Reproduce all of the data exactly. Images are not to appear in the reply.

═══ PROVIDED DATA

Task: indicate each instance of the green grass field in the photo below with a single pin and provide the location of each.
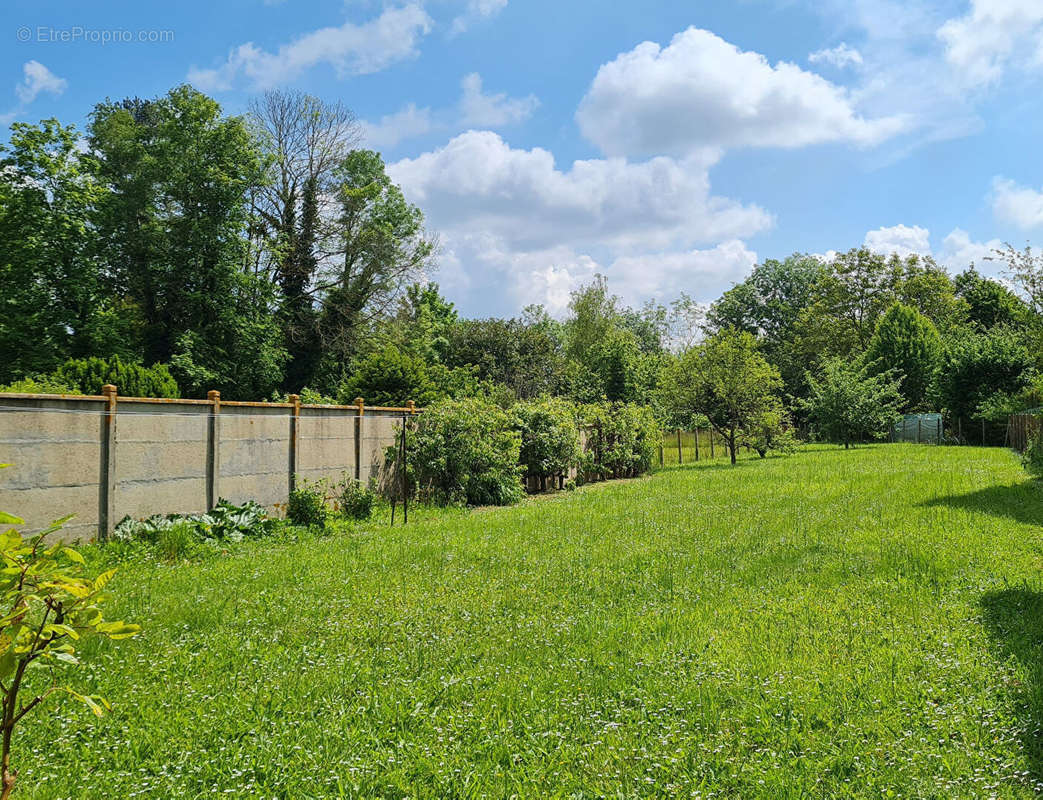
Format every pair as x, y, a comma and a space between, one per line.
832, 624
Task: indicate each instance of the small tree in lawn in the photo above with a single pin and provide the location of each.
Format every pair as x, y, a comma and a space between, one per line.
48, 607
847, 403
727, 380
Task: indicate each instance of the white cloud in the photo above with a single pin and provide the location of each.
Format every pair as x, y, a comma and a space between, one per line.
1019, 205
904, 240
702, 92
38, 78
477, 10
960, 251
475, 108
392, 128
349, 49
840, 56
992, 33
491, 111
478, 182
513, 218
705, 273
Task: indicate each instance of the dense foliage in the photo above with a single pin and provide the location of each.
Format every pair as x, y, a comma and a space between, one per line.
466, 452
550, 437
848, 403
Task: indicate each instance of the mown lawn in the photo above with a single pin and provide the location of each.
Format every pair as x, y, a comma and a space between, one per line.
832, 624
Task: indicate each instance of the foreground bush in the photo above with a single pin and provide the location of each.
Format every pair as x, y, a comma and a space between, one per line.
225, 522
550, 437
50, 608
465, 451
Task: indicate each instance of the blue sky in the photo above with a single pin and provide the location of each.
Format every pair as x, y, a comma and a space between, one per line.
668, 145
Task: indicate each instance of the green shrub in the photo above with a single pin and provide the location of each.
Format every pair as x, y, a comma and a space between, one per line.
39, 385
1033, 457
623, 439
550, 437
465, 452
308, 505
356, 500
130, 380
52, 609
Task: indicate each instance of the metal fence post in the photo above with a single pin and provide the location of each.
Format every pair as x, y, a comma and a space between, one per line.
294, 439
213, 449
106, 484
361, 410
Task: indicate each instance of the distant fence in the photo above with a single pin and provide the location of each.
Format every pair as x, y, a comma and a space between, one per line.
106, 457
687, 446
922, 429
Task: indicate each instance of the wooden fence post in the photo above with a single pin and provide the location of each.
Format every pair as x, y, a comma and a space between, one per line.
361, 410
106, 483
213, 449
294, 439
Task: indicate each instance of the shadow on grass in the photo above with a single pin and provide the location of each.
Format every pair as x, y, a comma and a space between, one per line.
1014, 622
1022, 502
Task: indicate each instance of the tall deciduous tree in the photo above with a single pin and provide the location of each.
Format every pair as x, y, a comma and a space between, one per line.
307, 141
847, 403
53, 304
907, 343
173, 226
727, 380
379, 248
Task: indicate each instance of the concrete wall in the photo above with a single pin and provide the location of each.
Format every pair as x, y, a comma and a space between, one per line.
166, 455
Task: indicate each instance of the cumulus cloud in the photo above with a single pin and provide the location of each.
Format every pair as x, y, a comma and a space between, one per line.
37, 78
492, 110
705, 272
957, 250
960, 251
840, 56
904, 240
992, 33
392, 128
1019, 205
350, 49
478, 180
476, 11
475, 110
519, 221
702, 92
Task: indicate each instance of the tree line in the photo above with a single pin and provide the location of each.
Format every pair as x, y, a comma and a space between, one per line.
172, 248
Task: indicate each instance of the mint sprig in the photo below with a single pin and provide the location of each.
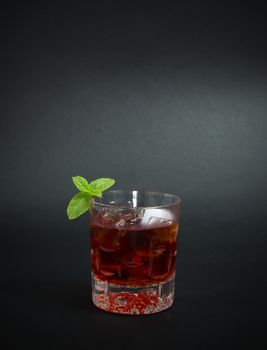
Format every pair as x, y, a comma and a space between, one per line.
82, 201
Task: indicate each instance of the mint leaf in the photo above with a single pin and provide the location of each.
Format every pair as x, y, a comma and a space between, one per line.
78, 205
82, 201
81, 183
101, 184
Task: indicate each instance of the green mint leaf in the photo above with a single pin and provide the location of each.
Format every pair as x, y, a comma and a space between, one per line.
101, 184
78, 205
82, 201
81, 183
94, 192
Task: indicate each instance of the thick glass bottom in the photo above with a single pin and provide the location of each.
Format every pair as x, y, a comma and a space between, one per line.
132, 300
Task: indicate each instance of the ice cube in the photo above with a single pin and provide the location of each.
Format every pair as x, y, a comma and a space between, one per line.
160, 216
154, 221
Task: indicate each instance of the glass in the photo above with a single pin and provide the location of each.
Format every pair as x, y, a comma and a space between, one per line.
133, 250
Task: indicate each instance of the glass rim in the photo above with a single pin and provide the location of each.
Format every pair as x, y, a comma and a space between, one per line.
177, 199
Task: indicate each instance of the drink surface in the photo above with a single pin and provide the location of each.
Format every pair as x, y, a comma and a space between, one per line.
130, 251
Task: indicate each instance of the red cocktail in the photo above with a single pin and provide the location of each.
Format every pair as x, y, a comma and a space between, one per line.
133, 250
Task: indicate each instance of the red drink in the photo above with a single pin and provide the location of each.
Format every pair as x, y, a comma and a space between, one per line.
135, 254
133, 251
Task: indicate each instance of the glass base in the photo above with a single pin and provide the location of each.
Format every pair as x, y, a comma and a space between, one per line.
132, 300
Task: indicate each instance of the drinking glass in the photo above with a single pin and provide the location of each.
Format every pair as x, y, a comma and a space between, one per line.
133, 251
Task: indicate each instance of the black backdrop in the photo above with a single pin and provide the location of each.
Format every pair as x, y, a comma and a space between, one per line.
165, 96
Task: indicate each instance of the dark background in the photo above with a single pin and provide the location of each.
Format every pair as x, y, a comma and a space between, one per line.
165, 96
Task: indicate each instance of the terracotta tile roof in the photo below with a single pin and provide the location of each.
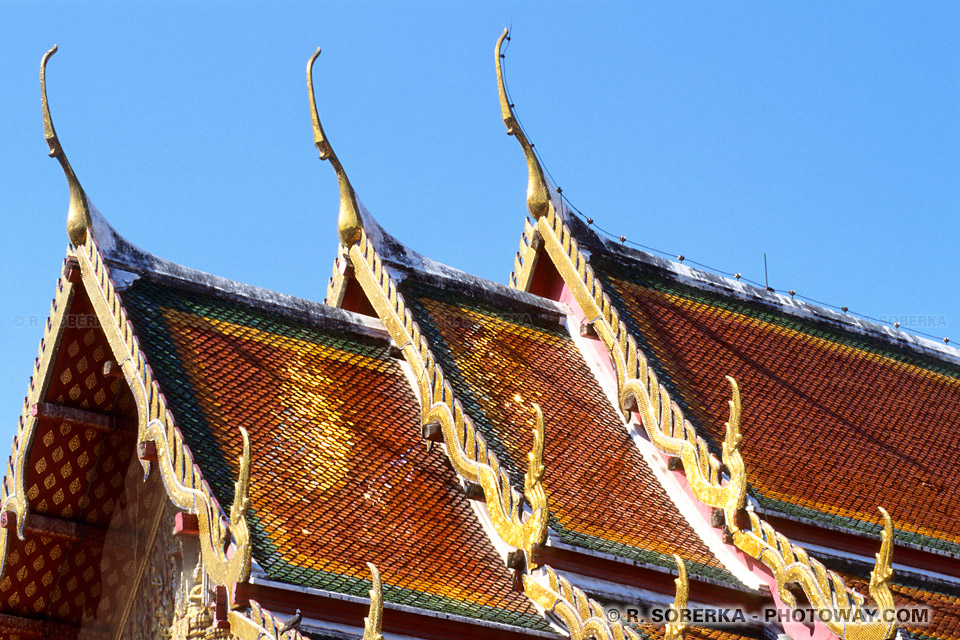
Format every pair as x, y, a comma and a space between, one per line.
340, 475
835, 423
652, 632
602, 494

══════

TASK ANSWER »
Task: indicate each instance of the green grass field in the photo below with a single pin and provide the location of each.
Format every pair as x, y, a comma and a space between, one per line.
832, 624
Task: indicate each instance of the small tree in lawn in the photo above with a single pin and provide the location of each.
Format every pair as x, y, a comma and a space between, one per line.
48, 607
847, 403
727, 380
Task: indicate each instance of the white cloud in the photo above with a single pin and provide the location of each.
Format every pair as x, y, a comma and a space between, one per line.
1019, 205
904, 240
702, 92
38, 78
477, 10
960, 251
475, 108
392, 128
349, 49
840, 56
992, 33
491, 111
478, 182
513, 218
705, 273
Task: indicate each instance of the dense foliage in the photo above with a single pin and provide the location of each.
Format every pair as x, y, a comma and a space between, one per line.
466, 452
550, 437
848, 403
Task: indicate each instance of the mown lawn in the photo above with a single pin and provide the location of each.
Format every pair as x, y, a comma and a space between, one per line.
832, 624
Task: indicate each instance of the foreground bush in the photo above with a single pin and provide the location of each.
Format every pair as x, y, a comma and a space between, one per line.
225, 522
550, 437
50, 608
465, 451
Task: indicate each instance of the blue sky in the photo above with a single pin and provide the location of each.
Format every pair as x, y, a comma and a space between, one per line.
668, 145
Task: indicate each instance of the green shrub in the photo above with a single pin and provide the location of each.
Format every pair as x, y, a comma and a space between, one per line.
39, 385
1033, 457
623, 439
550, 437
465, 452
308, 505
356, 500
130, 380
52, 609
Task: indicate each instance of the metal fence post in the photo above with a single pin and provide the location of each.
Format every pair as x, y, a comma and a space between, one per line.
294, 439
213, 449
106, 484
361, 410
Task: indicate each instance of the distant fence in the photo above with a single pin and provide the location of each.
Format every pair as x, y, a comma and a space between, one per line.
106, 457
687, 446
922, 429
Task: indicate each instance of the wooden fence post in the photo above with a single pin and provide the location of each.
Format every pair as x, y, a comma and a space between, one per line.
361, 410
106, 483
213, 449
294, 439
Task: indicate each instance of the shadow on grass in the photo above with a single pin and provide the location of each.
Format every pair as x, y, a comma and a space between, one per line.
1014, 622
1022, 502
Task: indicate each instance of the tall deciduous tree in the photo above with a single pin and provide the location of each.
Format every pair as x, y, a comma and a space between, one per line.
307, 141
847, 403
53, 304
907, 343
173, 226
727, 380
379, 248
Task: indicate each instance of the concrete wall in the photo above with a single pin and provide the location of each.
Format every pair as x, y, a comma and a space between, one per line.
166, 455
Task: indicate each instance of the cumulus cloud in the photo above with a single pin and provide the location of each.
Format every pair as x, y, a comma and a space between, one per line.
37, 78
492, 110
705, 272
957, 250
960, 251
840, 56
904, 240
992, 33
392, 128
1019, 205
350, 49
478, 180
476, 11
475, 110
519, 221
702, 92
Task: indicate each instance of the tree line in the photo above with a single pin and provide the location of each.
Format every pair as x, y, a comma and a space between, one per line.
172, 248
Task: indicate each instance of the mint sprig in the photo below with a single pin and provide the location of each.
Format every pair as x, y, a comma and a space between, one per line.
82, 201
Task: indicate each instance of the mint leaf in the photo above with a single pin and provide the location of each.
Format every pair as x, y, a comma and a space between, one per line.
78, 205
82, 201
81, 183
101, 184
Task: indicate each instance of the green mint leaf in the photo above with a single pin and provide the location of each.
Format every pair as x, y, a comma and a space between, one per line.
101, 184
78, 205
82, 201
81, 183
94, 192
Task: indicate each instance of the thick glass bottom in the photo above with a single pin and provide the location of each.
Format every pair as x, y, a comma and a space between, one per line.
132, 300
Task: indicate each instance of the ice cube in the photo above with a single pin and provide the location of each.
Format every pair as x, y, a comma and a space between, one per line.
160, 216
154, 221
Task: indicate each instance of the glass in the photo above with a single pin and provide the location of each.
Format every pair as x, y, a comma and a space between, one per line.
133, 250
Task: indicate each instance of the glass rim in the photo above with a single pin and provide the location of each.
Format every pair as x, y, a comma and a space between, one per line.
177, 199
Task: indicate each instance of the drink surface in the photo above with a single pin and provide the location of each.
Format every pair as x, y, a comma and a space between, one per line.
130, 251
Task: indicate each instance of the red cocktail in the photo above with a single pin and provide the location of each.
Format every pair as x, y, a comma and a space between, one per line.
133, 250
Task: indicate each instance of the red drink in the photo above with a single pin and provide the location of each.
Format every pair as x, y, a comma and a space between, one per line.
135, 254
133, 251
Task: indicate each instance of the glass base in the photo above with a single pin and provide the location of each.
Format every pair as x, y, a comma and a space between, one per line.
132, 300
Task: indicate each instance of the drinking glass in the photo above with a single pin and provide the location of each.
Format every pair as x, y, a comma and a space between, one per line.
133, 251
Task: indicate each instance of the black backdrop in the photo above with a single pin and provide the location of each.
Format every pair as x, y, a comma and a space between, one per line.
165, 96
Task: indicate each instance of the dark background in the photo above with a single pin and provide the location of each.
Format every pair as x, y, a comma and a space between, one per line.
165, 96
Task: indicate each instance of the terracotta tile roof in the photo below with a single pin and provide the location of each.
Format every pair as x, y, a comma and a space between, one per line.
340, 475
835, 423
652, 632
602, 494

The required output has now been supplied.